* What is expected
Return each line of the records below that contains the string "facade", matching case exactly.

* Data provided
━━━━━━
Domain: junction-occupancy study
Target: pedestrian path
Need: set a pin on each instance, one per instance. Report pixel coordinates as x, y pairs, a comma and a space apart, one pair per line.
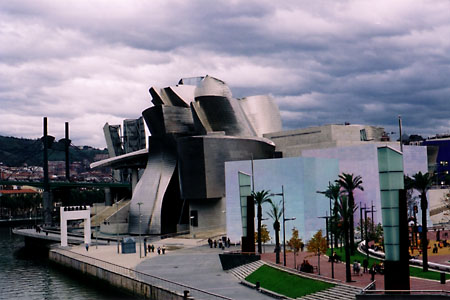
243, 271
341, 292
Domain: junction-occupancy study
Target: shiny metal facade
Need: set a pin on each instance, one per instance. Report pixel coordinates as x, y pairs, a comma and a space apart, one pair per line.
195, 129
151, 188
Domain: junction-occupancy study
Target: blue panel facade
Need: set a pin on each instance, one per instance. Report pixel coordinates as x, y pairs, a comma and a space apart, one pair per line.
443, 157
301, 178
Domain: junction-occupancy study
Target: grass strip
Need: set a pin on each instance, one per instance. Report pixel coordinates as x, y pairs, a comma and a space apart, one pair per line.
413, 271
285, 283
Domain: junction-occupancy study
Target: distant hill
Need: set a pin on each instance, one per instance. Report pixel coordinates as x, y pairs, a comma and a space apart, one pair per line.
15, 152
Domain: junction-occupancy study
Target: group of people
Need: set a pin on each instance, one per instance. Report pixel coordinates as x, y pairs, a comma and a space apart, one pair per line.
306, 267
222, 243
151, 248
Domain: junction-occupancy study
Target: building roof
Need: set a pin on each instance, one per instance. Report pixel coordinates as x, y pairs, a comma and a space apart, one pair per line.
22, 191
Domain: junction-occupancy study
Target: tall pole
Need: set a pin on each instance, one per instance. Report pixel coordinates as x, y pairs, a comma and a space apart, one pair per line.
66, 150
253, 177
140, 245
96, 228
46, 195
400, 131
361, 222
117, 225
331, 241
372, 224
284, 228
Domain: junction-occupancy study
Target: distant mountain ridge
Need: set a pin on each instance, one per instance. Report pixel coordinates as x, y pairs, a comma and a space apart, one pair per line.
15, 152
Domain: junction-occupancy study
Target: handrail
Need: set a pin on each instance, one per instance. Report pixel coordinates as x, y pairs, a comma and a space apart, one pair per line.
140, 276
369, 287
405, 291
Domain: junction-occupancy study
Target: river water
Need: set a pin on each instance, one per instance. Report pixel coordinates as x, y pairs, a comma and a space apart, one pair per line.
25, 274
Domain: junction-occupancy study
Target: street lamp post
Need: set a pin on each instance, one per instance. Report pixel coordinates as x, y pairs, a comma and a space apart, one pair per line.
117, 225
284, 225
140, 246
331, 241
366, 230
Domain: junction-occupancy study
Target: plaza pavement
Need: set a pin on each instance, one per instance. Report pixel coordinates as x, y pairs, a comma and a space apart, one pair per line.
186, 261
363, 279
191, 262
━━━━━━
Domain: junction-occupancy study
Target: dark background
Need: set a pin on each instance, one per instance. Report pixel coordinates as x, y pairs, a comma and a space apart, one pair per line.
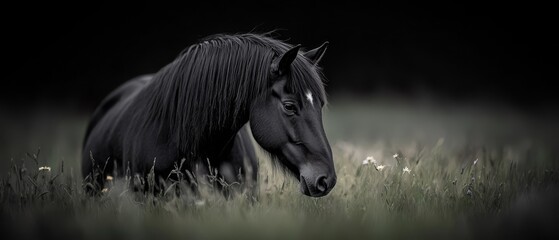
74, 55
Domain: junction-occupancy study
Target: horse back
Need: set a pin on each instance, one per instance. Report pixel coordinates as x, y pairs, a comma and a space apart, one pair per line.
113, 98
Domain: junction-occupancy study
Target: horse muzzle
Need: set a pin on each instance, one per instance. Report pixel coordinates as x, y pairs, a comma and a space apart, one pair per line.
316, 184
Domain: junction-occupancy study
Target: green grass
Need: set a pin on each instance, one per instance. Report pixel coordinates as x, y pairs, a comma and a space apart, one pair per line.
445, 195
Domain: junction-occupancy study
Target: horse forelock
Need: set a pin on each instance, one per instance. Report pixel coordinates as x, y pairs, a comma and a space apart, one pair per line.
━━━━━━
* Written response
Target: shiny metal facade
Target: blue panel facade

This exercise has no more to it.